ESERCIZI —
• A. Nel brano sulla sconfitta della Juve a Bordeaux, chi ha segnato i due gol del Bordeaux?
• B. Per favore, ricopia dal brano la parte tra "Da salvare c’è" e "il loro allenatore.", estremi inclusi.

Post n°324 pubblicato il 26 Novembre 2009 da goblins76
 

Come 24 anni fa la Juve lascia Bordeaux con una sconfitta per 2-0 ma se quella fu una battaglia epica contro una grande avversaria e valse la finale di Coppa dei Campioni, la batosta di ieri mette solo tristezza per una squadra che non riesce a trovarsi. La finale di Champions, se dobbiamo credere alla squadra battuta dai gol di Fernando e di Chamakh, entrambi di testa e nell’area piccola, è più di una chimera: gli juventini sfollano con l’etichetta di una squadra piccina, maldestra, alla ricerca di un modulo e di un gioco, persino antipatica per alcuni interventi da calciatori frustrati, da Camoranesi a Caceres. Il pubblico di Bordeaux non ha apprezzato.

Da salvare c’è solo il fatto che il risultato non pregiudica la permanenza in Coppa: comunque basterà il pareggio contro il Bayern a Torino, impresa praticabile purché i bianconeri non giochino così. In un ipotetico museo degli orrori inseriamo il primo tempo bordolese della Juve che ci sta abituando a questo tipo di spettacoli anche quando ne cava un risultato positivo. L’immagine di Ferrara che sta seduto in panchina per 35’, quasi l’avessero anestetizzato, ma infine schizza a bordo campo allargando le braccia all’ennesimo lancio concettualmente inutile e tecnicamente sbagliato indica come l’esibizione dei bianconeri avesse toccato l’insopportabilità persino per il loro allenatore.

Non ce l’aspettavamo. C’erano le condizioni perché la Juve se la giocasse a briglia sciolta: qualificazione assicurata in caso di vittoria, «chances» intatte anche con una sconfitta, cos’altro si può volere? Invece ha prevalso il Bordeaux che è nel momento peggiore delle ultime due stagioni, battuto in 4 delle ultime sei partite di campionato. Chissà cosa sarebbe successo ad affrontarlo al «top». Buffon al 3’ salvava la porta da una palla avvelenata in area e al 38’ dava ragione a Laurent Blanc, l’allenatore francese che l’aveva indicato come il più pericoloso: il modo con cui ipnotizzava Chamack, ormai solo davanti a lui, attendendone il tiro per neutralizzarlo in tuffo era strepitoso.

DATI MOSTRATI —
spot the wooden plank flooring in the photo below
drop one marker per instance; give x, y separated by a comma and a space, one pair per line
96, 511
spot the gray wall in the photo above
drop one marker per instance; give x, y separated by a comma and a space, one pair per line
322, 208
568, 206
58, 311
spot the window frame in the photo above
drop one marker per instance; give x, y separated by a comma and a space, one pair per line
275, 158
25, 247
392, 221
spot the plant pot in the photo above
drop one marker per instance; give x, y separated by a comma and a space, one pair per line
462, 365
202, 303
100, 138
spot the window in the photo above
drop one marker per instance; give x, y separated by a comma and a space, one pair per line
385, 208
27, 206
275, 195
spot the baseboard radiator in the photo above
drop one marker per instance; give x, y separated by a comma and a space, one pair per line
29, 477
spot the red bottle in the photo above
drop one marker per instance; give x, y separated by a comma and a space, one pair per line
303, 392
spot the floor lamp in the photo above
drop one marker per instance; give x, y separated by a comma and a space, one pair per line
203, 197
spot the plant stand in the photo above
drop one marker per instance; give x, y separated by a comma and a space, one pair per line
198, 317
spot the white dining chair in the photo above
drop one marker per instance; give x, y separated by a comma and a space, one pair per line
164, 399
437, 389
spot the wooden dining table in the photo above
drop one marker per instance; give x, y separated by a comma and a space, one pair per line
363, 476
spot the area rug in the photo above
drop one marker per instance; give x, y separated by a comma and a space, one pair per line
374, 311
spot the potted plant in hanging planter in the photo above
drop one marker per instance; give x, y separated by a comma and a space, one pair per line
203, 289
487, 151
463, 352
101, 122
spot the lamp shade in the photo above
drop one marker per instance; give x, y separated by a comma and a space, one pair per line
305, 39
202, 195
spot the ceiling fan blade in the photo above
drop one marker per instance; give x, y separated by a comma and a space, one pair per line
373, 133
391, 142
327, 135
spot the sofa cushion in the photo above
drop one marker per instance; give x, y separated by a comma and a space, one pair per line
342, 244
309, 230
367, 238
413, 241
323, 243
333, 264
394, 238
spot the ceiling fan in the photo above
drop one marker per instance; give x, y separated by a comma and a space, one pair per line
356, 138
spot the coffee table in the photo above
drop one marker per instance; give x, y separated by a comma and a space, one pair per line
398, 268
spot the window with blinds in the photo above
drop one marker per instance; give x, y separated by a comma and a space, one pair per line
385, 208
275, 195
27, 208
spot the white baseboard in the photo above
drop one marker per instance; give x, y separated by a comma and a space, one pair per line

SOLUZIONI —
• A. Fernando e Chamakh, entrambi di testa.

• B.
Da salvare c’è solo il fatto che il risultato non pregiudica la permanenza in Coppa: comunque basterà il pareggio contro il Bayern a Torino, impresa praticabile purché i bianconeri non giochino così. In un ipotetico museo degli orrori inseriamo il primo tempo bordolese della Juve che ci sta abituando a questo tipo di spettacoli anche quando ne cava un risultato positivo. L’immagine di Ferrara che sta seduto in panchina per 35’, quasi l’avessero anestetizzato, ma infine schizza a bordo campo allargando le braccia all’ennesimo lancio concettualmente inutile e tecnicamente sbagliato indica come l’esibizione dei bianconeri avesse toccato l’insopportabilità persino per il loro allenatore.